▶ DIRECTIONS: Write out all of the entries, matching the original exactly.

▶ EXERCISE INPUTS:
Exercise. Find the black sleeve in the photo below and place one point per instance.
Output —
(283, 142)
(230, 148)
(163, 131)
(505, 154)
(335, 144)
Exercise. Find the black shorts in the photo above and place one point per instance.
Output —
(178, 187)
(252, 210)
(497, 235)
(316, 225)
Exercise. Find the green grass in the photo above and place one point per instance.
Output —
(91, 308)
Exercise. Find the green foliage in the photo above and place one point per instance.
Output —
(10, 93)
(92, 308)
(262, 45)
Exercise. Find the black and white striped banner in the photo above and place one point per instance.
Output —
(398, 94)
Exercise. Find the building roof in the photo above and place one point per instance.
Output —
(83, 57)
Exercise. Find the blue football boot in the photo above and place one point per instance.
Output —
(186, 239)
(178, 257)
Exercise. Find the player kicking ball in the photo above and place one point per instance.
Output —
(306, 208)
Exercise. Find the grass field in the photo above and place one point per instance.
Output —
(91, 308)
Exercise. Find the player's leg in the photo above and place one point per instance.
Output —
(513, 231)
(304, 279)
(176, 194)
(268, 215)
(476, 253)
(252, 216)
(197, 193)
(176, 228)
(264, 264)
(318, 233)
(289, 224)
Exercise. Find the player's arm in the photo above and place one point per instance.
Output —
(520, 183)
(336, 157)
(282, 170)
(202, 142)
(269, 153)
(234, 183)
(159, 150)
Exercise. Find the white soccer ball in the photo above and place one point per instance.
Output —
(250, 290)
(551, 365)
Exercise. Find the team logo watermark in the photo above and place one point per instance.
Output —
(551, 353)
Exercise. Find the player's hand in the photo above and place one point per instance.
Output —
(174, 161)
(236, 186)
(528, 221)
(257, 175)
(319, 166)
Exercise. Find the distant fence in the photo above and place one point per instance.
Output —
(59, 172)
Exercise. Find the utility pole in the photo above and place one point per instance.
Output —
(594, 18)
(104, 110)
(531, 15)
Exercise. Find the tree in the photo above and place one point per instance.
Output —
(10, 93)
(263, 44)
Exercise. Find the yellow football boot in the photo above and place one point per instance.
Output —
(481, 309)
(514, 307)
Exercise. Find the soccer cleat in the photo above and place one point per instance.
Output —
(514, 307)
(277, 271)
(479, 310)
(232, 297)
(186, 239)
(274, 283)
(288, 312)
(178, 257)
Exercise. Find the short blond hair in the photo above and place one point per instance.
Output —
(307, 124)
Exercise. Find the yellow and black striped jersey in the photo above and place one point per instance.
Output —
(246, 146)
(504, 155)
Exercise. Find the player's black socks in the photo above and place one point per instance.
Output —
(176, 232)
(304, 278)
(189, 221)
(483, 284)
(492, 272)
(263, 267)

▶ WRITTEN SOLUTION:
Exercise. Find the black sleeve in the photo below and place one point per instance.
Output —
(283, 142)
(230, 148)
(163, 131)
(505, 154)
(335, 144)
Exercise. Find the black shorts in the photo above and place one point per instance.
Output —
(178, 187)
(252, 210)
(497, 235)
(316, 225)
Exercise. Find the green grass in the photo above and place one point per instance.
Output —
(91, 308)
Exercise. Find the green foliage in the photo above and place one point per instance.
Output —
(10, 93)
(92, 308)
(262, 45)
Exercise. Find the black and white striped banner in the photo above and place one point per instance.
Output —
(398, 94)
Exercise. Find the building roof in the photo above and place one point per instance.
Output —
(83, 57)
Exercise. Find the blue football boot in the photo above and place one point per instance.
Output —
(186, 239)
(178, 257)
Exercise. Find the player kicking ball in the photo above and place one point per instance.
Output —
(306, 208)
Exercise. Find the grass field in the photo above and place one point per instance.
Output —
(91, 308)
Exercise. Find the player's leg in the photo above and place one point per instance.
Output —
(513, 231)
(304, 279)
(176, 194)
(268, 215)
(476, 253)
(252, 216)
(197, 193)
(176, 228)
(264, 264)
(318, 233)
(289, 224)
Exercise. Find the player's arm in the photo above and place one point per instance.
Output —
(520, 183)
(336, 157)
(282, 170)
(202, 142)
(269, 153)
(234, 183)
(159, 150)
Exercise. Find the white soccer ball in the photo above and place one point per instance.
Output —
(250, 290)
(551, 365)
Exercise. Find the team logo watermark in the photo above and place one point per instance.
Output —
(551, 353)
Exercise. Find the player's hand in the photo above and place one point per instance.
Output —
(174, 161)
(236, 186)
(528, 221)
(257, 175)
(319, 166)
Exercise. Find the distant fence in the photo above and place one point per instance.
Output —
(59, 172)
Exercise. Find the utility pole in the photo above and place one point per instance.
Output —
(594, 18)
(104, 110)
(531, 15)
Exercise. Find the tree in the photo above and place one point per instance.
Output —
(10, 93)
(263, 44)
Exercise. Find the yellow football boot in the photo above and place one point per instance.
Output —
(481, 309)
(514, 307)
Exercise. Find the soccer cleat in the photo above and place one point per instance.
Output —
(514, 307)
(277, 271)
(479, 310)
(232, 297)
(186, 239)
(274, 283)
(288, 312)
(178, 257)
Exercise. Find the short blond hair in the photo above and place one point per instance.
Output —
(307, 124)
Exercise. Find the yellow and black striped jersey in the photo above and place one point per instance.
Output —
(246, 146)
(504, 155)
Exercise. Find the player's black socks in the photo above and place one point per instance.
Output —
(176, 232)
(304, 278)
(189, 221)
(483, 284)
(492, 272)
(263, 267)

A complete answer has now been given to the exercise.